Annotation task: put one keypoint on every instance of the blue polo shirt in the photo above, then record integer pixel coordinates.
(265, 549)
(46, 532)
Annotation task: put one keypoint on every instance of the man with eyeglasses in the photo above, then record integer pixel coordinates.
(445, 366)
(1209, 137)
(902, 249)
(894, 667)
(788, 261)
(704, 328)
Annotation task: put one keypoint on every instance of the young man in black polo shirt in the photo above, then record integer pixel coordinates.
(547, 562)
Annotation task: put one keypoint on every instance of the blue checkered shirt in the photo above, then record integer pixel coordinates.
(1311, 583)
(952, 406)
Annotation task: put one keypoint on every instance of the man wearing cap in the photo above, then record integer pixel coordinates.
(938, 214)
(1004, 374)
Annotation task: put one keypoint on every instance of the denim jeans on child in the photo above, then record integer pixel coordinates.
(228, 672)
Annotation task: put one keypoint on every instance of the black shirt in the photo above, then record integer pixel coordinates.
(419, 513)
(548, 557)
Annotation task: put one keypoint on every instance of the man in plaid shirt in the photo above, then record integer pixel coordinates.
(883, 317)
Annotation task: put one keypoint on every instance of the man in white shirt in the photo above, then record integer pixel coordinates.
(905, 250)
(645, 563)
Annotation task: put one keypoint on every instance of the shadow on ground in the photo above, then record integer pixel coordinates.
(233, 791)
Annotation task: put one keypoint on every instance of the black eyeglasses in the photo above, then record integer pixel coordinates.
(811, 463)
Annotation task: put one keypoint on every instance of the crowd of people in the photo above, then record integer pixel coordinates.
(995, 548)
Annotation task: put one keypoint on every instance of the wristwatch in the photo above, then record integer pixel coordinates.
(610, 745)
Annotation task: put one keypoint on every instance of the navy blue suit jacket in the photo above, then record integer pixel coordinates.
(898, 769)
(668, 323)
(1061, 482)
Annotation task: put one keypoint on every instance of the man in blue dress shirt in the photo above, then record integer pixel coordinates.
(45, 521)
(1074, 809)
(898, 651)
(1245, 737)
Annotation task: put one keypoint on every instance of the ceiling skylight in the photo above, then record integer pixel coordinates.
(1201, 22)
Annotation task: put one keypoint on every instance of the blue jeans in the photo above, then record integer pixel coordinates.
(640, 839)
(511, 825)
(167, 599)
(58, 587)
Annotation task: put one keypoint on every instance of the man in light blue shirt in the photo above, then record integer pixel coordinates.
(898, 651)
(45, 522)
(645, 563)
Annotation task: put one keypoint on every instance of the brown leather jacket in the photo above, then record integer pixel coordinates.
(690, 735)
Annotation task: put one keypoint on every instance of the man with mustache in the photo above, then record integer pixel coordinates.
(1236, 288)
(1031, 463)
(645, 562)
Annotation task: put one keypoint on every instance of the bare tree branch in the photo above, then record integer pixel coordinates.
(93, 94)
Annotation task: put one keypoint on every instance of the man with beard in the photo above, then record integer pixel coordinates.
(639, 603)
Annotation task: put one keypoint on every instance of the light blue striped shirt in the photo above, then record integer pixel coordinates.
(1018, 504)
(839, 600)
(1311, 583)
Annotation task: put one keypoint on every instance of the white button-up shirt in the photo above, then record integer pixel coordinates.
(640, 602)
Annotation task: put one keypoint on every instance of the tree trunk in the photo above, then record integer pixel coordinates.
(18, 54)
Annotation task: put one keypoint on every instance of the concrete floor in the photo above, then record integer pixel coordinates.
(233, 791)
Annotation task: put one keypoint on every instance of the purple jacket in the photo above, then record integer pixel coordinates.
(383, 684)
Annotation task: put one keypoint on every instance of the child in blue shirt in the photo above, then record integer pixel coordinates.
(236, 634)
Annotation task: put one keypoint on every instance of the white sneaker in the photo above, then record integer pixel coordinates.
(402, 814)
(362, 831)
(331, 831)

* * * * *

● Set task: Arrange the whole listing above as a numbered list, leaving out any blank lines.

● Answer to this exercise:
1. Annotation task: put one keypoint on every instance of the blue polo shirt in the photo above, then record integer pixel coordinates.
2. (265, 549)
3. (46, 532)
4. Annotation task: put one keypoint on every instance of the man with eyeglasses in the photo above, then record integer pixel coordinates.
5. (445, 366)
6. (1209, 137)
7. (902, 249)
8. (894, 667)
9. (788, 261)
10. (704, 328)
11. Annotation task: put one keypoint on every instance of the young man in black polo shirt in the photo above, then record integer pixel coordinates.
12. (547, 562)
13. Annotation task: put one keypoint on every instance of the blue checkered shirt in the photo above, then record integer pixel coordinates.
14. (1311, 583)
15. (952, 406)
16. Annotation task: put one keypoint on every instance of the man wearing cap in the photo above, then record integer pixel coordinates.
17. (938, 214)
18. (1004, 374)
19. Annotation task: put one keypoint on every instance of the denim jeans on child in the photo above, then record integer pixel coordinates.
20. (228, 672)
21. Annotation task: put one keypoint on every instance of the black shirt in the photo above, then record integer pixel coordinates.
22. (419, 513)
23. (548, 557)
24. Annotation task: put one keypoint on every instance of the man in plaid shirt in the photo above, then record integer pixel coordinates.
25. (883, 317)
26. Annotation task: put one keypoint on every instance of the man in white shirt in the photo above, then record integer pixel coordinates.
27. (905, 250)
28. (645, 563)
29. Annotation task: put one keypoint on every instance of the shadow on ground in the photo above, then record integer pixel coordinates.
30. (233, 791)
31. Annotation task: put one keypoint on every instance of the black eyeglasses in the photo above, then record integer pixel coordinates.
32. (811, 463)
33. Annotation task: put one keypoint on every instance of the crowd of people in the photo above, then record integer pixel coordinates.
34. (995, 548)
35. Annotation task: put one keypoint on every instance of the wristwatch in the photo above, then record integer pixel coordinates.
36. (610, 745)
37. Annotation task: put one keypoint on every instance of the navy blue suit jacket in the photo above, then record integer pixel coordinates.
38. (898, 769)
39. (668, 323)
40. (1061, 482)
41. Annotation task: put one keypoint on every instance of the man in blue dress shirt in the photo above, then record integer pixel coordinates.
42. (45, 521)
43. (1074, 809)
44. (898, 651)
45. (1245, 737)
46. Annotation task: put one keypoint on every instance of the ceiling skylight in the photo above, then record integer pixel coordinates.
47. (1201, 22)
48. Annotation task: put one keypoint on every instance of the blue jeans in the photo above, then record integer pixel coordinates.
49. (640, 839)
50. (511, 825)
51. (167, 599)
52. (58, 587)
53. Annotation task: put one keypoint on every instance of the man in light blue shirt in the photo above, then record integer pixel coordinates.
54. (898, 651)
55. (45, 522)
56. (645, 563)
57. Annotation task: put one keypoint on every instance of the brown leather jacket in the photo above, then record integer pixel coordinates.
58. (690, 735)
59. Annotation task: put one keypoint on every instance of the man with mustache in the photo above, then record integer pixel coordinates.
60. (1236, 288)
61. (1031, 463)
62. (645, 562)
63. Annotation task: put one keypoint on every instance of the bare tree branch in the photo above, then record integer pixel coordinates.
64. (93, 94)
65. Annotation task: put one keypoint on every instance of the man with beard in the photo above, then record integer pixel coordinates.
66. (639, 603)
67. Annotation task: put one keypoint on every instance of the light blue striped shirt in the photo above, then record integer pixel coordinates.
68. (1018, 504)
69. (839, 600)
70. (1311, 583)
71. Annotation task: put one keypoint on every instance of the white button-up shirt in the photo above, then record integer pixel coordinates.
72. (640, 602)
73. Annotation task: put one keypoint on every instance of the tree trunk in the photo above, then record integer pixel coordinates.
74. (18, 54)
75. Annotation task: put one keypoint on every instance of the concrete floor in the photo above, then record integer pixel coordinates.
76. (233, 791)
77. Annotation task: put one keypoint on every instance of the purple jacket in the photo above, then record integer pixel coordinates.
78. (383, 684)
79. Annotation task: put one keypoint on every instance of the child in blue shirt in the photo above, then record integer pixel coordinates.
80. (236, 634)
81. Annotation task: put one keypoint on every instance of the white sneaker in the photo above, then record integer pixel coordinates.
82. (402, 814)
83. (362, 831)
84. (331, 831)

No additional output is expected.